- _TEXT SECTION_:
▶

The at least one audio scene anchor parameter may be configured to define at least one of: a position within the audio scene; and a number of instances within the audio scene.

The information configured to assist in the adaptation may be at least one of: a spatial filtering parameter, wherein the apparatus caused to associate the at least one anchor parameter with the at least one audio scene anchor parameter may cause the apparatus to control a mapping of at least one audio element anchor to at least one anchor within the audio scene within which the at least one audio signal is to be rendered based on a distance between the one audio element anchor and the at least one anchor within the audio scene; a temporal filtering parameter wherein the apparatus caused to associate the at least one anchor parameter with the at least one audio scene anchor parameter may be caused to control a mapping of at least one audio element anchor to at least one anchor within the audio scene within which the at least one audio signal is to be rendered based on a time difference between the one audio element anchor and the at least one anchor within the audio scene; and a priority list parameter configured wherein the apparatus caused to associate the at least one anchor parameter with the at least one audio scene anchor parameter may be caused to control a mapping of at least one audio element anchor to at least one anchor within the audio scene within which the at least one audio signal is to be rendered based on a priority list of candidate mappings.

The information configured to assist in the adaptation may be a processor filtering parameter wherein the apparatus caused to associate the at least one anchor parameter with the at least one audio scene anchor parameter may be caused to control a mapping of at least one audio element anchor to at least one anchor within the audio scene based on a renderer processor value.

◀

- _RECORD EXCERPTS_:
▶

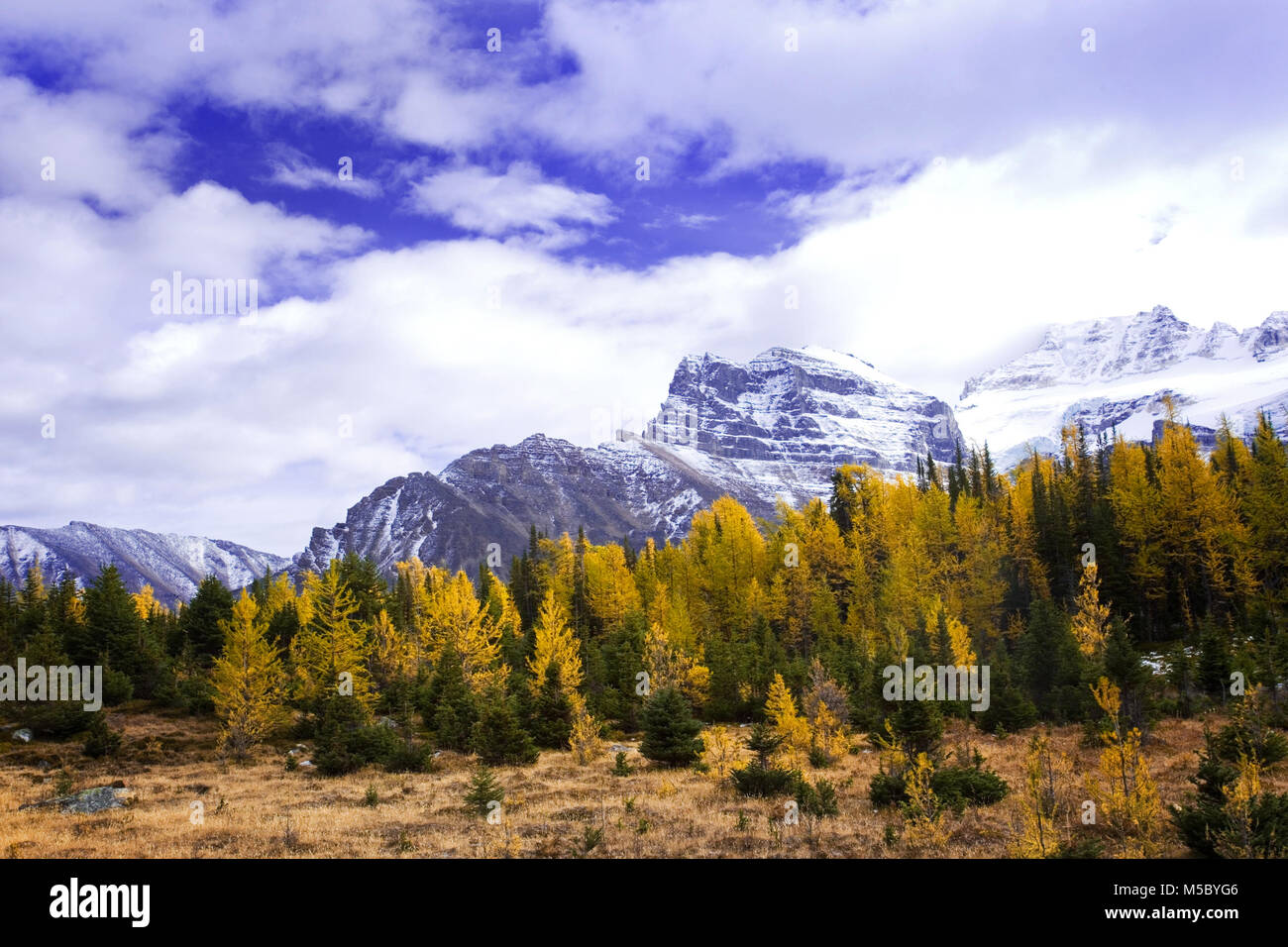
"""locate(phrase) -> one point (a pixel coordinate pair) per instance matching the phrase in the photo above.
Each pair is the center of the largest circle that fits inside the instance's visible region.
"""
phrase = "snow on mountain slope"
(774, 427)
(170, 564)
(784, 421)
(1115, 373)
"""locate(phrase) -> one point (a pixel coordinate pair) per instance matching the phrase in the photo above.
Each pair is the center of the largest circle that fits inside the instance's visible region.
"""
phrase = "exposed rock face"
(1120, 372)
(170, 564)
(86, 801)
(774, 427)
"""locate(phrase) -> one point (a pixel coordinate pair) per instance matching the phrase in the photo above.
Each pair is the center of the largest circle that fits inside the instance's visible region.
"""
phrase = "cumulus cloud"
(1068, 185)
(496, 204)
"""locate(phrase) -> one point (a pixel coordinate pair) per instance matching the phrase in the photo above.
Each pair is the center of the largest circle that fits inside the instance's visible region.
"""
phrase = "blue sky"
(935, 179)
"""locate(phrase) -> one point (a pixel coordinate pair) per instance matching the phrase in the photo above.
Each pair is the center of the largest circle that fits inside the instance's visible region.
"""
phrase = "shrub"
(818, 800)
(101, 740)
(483, 789)
(755, 780)
(670, 731)
(956, 788)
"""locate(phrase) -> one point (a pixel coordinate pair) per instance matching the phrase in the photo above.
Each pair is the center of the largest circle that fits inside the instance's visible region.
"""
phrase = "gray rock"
(780, 423)
(98, 799)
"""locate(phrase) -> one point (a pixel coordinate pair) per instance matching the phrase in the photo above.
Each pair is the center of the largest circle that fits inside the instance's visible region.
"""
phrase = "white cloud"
(497, 204)
(292, 170)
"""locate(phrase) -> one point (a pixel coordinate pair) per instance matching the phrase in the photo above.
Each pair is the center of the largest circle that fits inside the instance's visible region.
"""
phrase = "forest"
(1111, 587)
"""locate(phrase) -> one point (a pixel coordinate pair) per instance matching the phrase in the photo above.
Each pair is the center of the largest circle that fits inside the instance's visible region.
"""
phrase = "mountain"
(170, 564)
(773, 427)
(1116, 372)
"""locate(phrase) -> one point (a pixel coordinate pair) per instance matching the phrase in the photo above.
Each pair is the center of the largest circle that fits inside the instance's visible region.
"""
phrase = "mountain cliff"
(170, 564)
(774, 427)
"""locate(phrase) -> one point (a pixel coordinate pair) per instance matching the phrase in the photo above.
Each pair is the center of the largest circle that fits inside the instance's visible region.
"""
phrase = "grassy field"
(262, 809)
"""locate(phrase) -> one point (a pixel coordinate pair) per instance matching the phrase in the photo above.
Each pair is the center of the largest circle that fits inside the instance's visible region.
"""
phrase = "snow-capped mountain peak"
(1117, 372)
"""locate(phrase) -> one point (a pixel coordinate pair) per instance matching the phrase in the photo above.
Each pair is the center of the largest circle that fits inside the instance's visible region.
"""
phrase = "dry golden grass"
(261, 809)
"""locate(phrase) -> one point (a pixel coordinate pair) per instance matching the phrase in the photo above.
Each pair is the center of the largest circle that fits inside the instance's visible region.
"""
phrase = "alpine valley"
(768, 429)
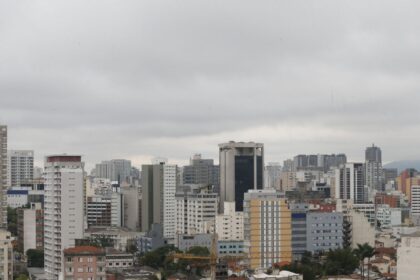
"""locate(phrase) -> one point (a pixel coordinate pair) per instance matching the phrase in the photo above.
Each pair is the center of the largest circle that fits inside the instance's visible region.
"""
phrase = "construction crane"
(212, 259)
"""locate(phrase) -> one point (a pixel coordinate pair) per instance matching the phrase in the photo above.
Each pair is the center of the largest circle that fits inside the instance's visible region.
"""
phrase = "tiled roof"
(84, 250)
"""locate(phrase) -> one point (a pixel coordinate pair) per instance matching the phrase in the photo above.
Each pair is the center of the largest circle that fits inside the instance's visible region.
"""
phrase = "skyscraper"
(267, 228)
(349, 183)
(159, 183)
(63, 213)
(201, 171)
(373, 165)
(3, 176)
(241, 169)
(20, 167)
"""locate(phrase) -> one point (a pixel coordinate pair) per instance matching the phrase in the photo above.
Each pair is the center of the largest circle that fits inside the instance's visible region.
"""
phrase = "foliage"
(341, 261)
(362, 252)
(35, 258)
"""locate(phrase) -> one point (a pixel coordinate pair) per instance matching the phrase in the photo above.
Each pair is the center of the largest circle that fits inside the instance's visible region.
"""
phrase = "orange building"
(267, 228)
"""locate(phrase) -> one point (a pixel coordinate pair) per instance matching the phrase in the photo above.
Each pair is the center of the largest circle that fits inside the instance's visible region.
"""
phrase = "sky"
(140, 79)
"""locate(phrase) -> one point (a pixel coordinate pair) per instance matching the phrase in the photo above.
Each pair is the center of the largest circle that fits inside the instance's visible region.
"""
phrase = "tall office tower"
(267, 228)
(30, 227)
(20, 167)
(241, 169)
(230, 224)
(63, 208)
(272, 176)
(349, 183)
(196, 209)
(159, 183)
(3, 176)
(131, 197)
(6, 255)
(201, 171)
(318, 162)
(415, 204)
(373, 165)
(115, 170)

◀

- _EXERCISE INSTRUCTIONS_:
After the entries, write the next few sentences of the passage on audio scene anchor parameters, carrying on from its last sentence.

- _WRITTEN ANSWER_:
The information configured to assist in the adaptation may be at least one of: an alternative anchor filtering parameter wherein the apparatus caused to associate the at least one anchor parameter with the at least one audio scene anchor parameter may be caused to control a mapping of the at least one audio element anchor to an alternative one of at least one anchor within the audio scene where there is no matching label between the at least one audio element anchor and the at least one anchor within the audio scene; a default position parameter wherein the apparatus caused to associate the at least one anchor parameter with the at least one audio scene anchor parameter is caused to control a positioning of the at least one audio element anchor within the audio scene where there is no matching label between the at least one audio element anchor and the at least one anchor within the audio scene; and a multiple anchors parameter comprising identifiers identifying at least two candidate anchors within the audio scene and wherein the apparatus caused to associate the at least one anchor parameter with the at least one audio scene anchor parameter may be caused to control a mapping to at least one of the candidate anchors within the audio scene based on at least one of the candidate anchors being located within the audio scene.

The information configured to assist in the adaptation of the at least one anchor parameter with at least one further anchor parameter within an audio scene within which the at least one audio signal is to be rendered wherein the apparatus caused to associate the at least one anchor parameter with the at least one audio scene anchor parameter may be caused to obtain an instance processing parameter configured to control a processing of instances of a mapping of the at least one audio element anchor to at least one of the at least one anchor within the audio scene.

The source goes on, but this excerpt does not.